§ Dataset entries

****************

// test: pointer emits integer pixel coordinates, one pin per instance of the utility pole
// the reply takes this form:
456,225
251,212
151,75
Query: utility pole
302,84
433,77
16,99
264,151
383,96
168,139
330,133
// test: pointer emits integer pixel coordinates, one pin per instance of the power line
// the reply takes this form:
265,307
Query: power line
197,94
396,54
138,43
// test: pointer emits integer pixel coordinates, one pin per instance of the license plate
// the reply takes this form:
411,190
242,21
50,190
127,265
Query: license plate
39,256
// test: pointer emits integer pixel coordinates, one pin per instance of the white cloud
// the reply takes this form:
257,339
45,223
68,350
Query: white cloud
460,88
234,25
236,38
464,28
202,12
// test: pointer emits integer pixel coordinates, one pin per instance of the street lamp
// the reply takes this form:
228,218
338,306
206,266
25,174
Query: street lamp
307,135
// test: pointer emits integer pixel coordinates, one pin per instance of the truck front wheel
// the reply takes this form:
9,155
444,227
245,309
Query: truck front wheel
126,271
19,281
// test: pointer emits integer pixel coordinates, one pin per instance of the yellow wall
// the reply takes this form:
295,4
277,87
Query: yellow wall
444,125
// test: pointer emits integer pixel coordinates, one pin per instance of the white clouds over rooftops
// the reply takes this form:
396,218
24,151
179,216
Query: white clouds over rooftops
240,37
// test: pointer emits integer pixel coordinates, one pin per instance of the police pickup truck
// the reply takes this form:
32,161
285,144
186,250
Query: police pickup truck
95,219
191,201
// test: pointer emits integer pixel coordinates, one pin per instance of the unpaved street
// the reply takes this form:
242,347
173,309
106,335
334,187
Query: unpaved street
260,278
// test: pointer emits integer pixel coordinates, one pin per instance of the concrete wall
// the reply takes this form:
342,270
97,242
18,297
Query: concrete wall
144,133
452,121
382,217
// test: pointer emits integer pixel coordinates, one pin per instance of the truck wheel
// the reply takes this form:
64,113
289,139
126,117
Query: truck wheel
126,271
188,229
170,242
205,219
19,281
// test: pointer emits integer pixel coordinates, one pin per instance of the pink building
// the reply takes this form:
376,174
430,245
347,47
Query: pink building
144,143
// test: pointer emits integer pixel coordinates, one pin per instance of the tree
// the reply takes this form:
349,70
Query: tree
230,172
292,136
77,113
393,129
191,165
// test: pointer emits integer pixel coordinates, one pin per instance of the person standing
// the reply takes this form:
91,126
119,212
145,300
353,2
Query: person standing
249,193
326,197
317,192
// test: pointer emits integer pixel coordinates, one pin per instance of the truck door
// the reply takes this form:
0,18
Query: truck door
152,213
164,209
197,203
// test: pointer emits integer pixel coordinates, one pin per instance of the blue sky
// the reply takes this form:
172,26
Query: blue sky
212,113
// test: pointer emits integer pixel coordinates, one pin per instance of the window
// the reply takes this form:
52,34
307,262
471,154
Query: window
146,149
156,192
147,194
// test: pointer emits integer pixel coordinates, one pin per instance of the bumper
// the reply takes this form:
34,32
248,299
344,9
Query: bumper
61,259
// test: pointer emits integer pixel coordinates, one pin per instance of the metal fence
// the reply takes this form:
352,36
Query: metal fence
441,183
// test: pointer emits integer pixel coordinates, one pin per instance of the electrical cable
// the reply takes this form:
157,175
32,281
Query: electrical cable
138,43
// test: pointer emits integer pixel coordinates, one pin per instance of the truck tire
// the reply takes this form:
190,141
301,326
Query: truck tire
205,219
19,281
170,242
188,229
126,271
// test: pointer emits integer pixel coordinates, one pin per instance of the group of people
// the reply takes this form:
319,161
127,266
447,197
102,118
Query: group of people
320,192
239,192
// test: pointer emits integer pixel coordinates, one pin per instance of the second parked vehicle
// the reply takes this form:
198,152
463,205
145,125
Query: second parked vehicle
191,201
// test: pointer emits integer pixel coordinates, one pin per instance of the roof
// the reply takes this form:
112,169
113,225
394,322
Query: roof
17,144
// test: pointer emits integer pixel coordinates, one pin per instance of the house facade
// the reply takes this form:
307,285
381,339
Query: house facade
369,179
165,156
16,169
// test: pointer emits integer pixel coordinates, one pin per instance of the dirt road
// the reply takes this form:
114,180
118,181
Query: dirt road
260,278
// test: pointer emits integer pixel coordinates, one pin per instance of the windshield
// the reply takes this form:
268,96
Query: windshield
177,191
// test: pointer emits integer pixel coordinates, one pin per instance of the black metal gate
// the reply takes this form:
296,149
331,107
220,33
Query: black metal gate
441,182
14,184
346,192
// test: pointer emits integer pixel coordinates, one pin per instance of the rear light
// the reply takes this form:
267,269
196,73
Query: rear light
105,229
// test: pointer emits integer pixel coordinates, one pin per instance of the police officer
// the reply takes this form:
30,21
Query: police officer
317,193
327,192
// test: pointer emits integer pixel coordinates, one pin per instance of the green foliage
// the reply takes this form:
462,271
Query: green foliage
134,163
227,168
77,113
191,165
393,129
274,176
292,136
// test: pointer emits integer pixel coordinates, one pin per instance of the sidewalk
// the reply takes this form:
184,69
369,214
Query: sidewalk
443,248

****************

§ Directions
Each record is to be given again in full, exactly as it reads.

§ Exercise solution
// test: pointer emits integer pixel coordinates, one pin per instance of the utility pole
// the reply takes this form:
456,225
251,212
151,75
Query: utility pole
302,84
433,77
16,99
264,151
383,96
168,139
330,133
// test: pointer emits integer pixel coordinates, one pin per instance of the power line
// the reply takes this form:
265,307
Query: power line
197,94
396,54
138,43
// test: pointer emits integer pixel coordinates, one pin per instance of the license plate
// the reply takes this form:
411,190
242,21
50,190
127,265
Query: license plate
39,256
// test: pointer emits integer pixel coordinates, one pin per instance of the white cloud
// the reply takes this form:
257,339
45,223
68,350
Query: white cloud
460,88
234,25
236,38
464,28
202,12
// test: pointer emits integer pixel coordinates, one pin per instance of the street lamp
// the reply takes this form:
228,218
338,306
206,266
25,174
Query: street lamp
307,135
// test: pointer emits integer pixel coordinates, one pin per instance of the truck front wheel
// the reply takes this form:
9,155
444,227
245,309
Query: truck front wheel
126,271
19,281
// test: pointer emits integer pixel coordinates, one pin per instance of the yellow wall
// the reply takes this form:
295,4
277,87
Query: yellow wall
444,125
// test: pointer emits integer pixel coordinates, one pin per instance of the white clouds over rooftops
// the reply takes this form:
396,218
24,151
179,216
Query: white clouds over rooftops
240,37
// test: pointer emits integer pixel coordinates, one pin per instance of the police pickup truck
// the reply takes this form:
32,161
285,144
186,250
Query: police pickup truck
95,219
191,201
// test: pointer emits integer pixel coordinates, one pin per instance of the unpaved street
// the reply takes this form:
242,347
173,309
106,335
334,187
Query: unpaved street
260,278
// test: pointer emits integer pixel coordinates, one pin per instance of the concrete wall
// the reply takes this form:
342,270
97,242
18,297
Query: concrete wall
144,133
452,121
382,217
// test: pointer emits integer pixel coordinates, one pin per instance of the truck wheel
// the reply takes this form:
64,113
289,139
126,117
Query: truck wheel
126,271
188,229
170,242
205,219
19,281
// test: pointer emits integer pixel coordinates, one pin per instance of the pink building
// the reply takes this form:
376,174
430,245
347,47
Query: pink building
144,143
// test: pointer emits integer pixel coordinates, one pin per instance of the tree
// the reply takes this form:
349,70
Query: tree
230,172
292,136
77,113
393,129
191,165
// test: pointer emits integer pixel coordinates, one pin per instance of the person standing
// the reply takes this form:
91,126
119,212
145,300
353,2
Query: person standing
249,193
326,197
317,192
// test: pointer emits integer pixel coordinates, one pin per instance of the truck door
// the reply takes this form:
0,18
Query: truck door
152,213
164,209
197,203
// test: pointer emits integer pixel coordinates, one pin per instance of the blue sky
// the reply takes this form:
172,26
Query: blue sky
212,113
// test: pointer emits integer pixel coordinates, one pin per instance of the window
// the reply takes this form:
52,34
307,262
471,154
Query: window
146,149
156,192
147,194
// test: pointer emits integer pixel coordinates, one pin per instance of the bumper
// the reply takes this form:
34,32
248,299
344,9
Query: bumper
61,259
// test: pointer emits integer pixel coordinates, one pin per instance of the metal fence
// the reply takes this form:
352,36
Query: metal fence
441,183
// test: pointer emits integer pixel coordinates, one pin per instance of the electrical cable
// the reply takes this form:
157,175
32,281
Query: electrical cable
138,43
// test: pointer emits integer pixel coordinates, one pin per instance of the truck tire
// the reply takes this form:
190,141
301,326
Query: truck tire
205,219
19,281
170,242
188,229
126,271
// test: pointer emits integer pixel coordinates, one pin per instance of the group of people
// the reply takes this form:
319,161
127,266
447,197
102,118
Query: group of people
320,192
239,192
// test: pointer emits integer pixel coordinates, one pin per instance of the second parked vehicle
// the reply takes this form:
198,152
463,205
145,125
Query: second parked vehicle
191,201
// test: pointer emits integer pixel coordinates, one pin per instance of the roof
// the reply takes this form:
112,169
113,225
394,322
Query: roof
17,144
// test: pointer emits integer pixel coordinates, one pin per instance of the house facade
// the reply takes this form:
307,285
381,339
Query: house facade
369,179
165,156
16,169
// test: pointer emits integer pixel coordinates, one pin per instance of the dirt road
// the reply takes this form:
114,180
118,181
Query: dirt road
260,278
// test: pointer emits integer pixel coordinates, one pin per instance of the windshield
// the reply takes this form:
268,96
Query: windshield
177,191
// test: pointer emits integer pixel coordinates, one pin per instance of the black metal gate
// the reply takes this form:
296,149
331,107
220,33
Query: black metal gate
441,182
14,184
346,192
// test: pointer emits integer pixel coordinates, one pin per instance of the rear light
// the reply takes this form:
267,269
196,73
Query: rear light
105,229
// test: pointer emits integer pixel coordinates, one pin per instance of the police officer
// the reply takes this form:
30,21
Query: police officer
317,193
327,192
// test: pointer emits integer pixel coordinates, one pin per instance of the green foliage
// the reply takes this form:
462,271
Query: green foliage
134,163
227,168
77,113
191,165
393,129
274,176
292,136
// test: pointer emits integer pixel coordinates, one pin per instance of the sidewalk
// the reply takes this form:
184,69
369,214
Query: sidewalk
443,248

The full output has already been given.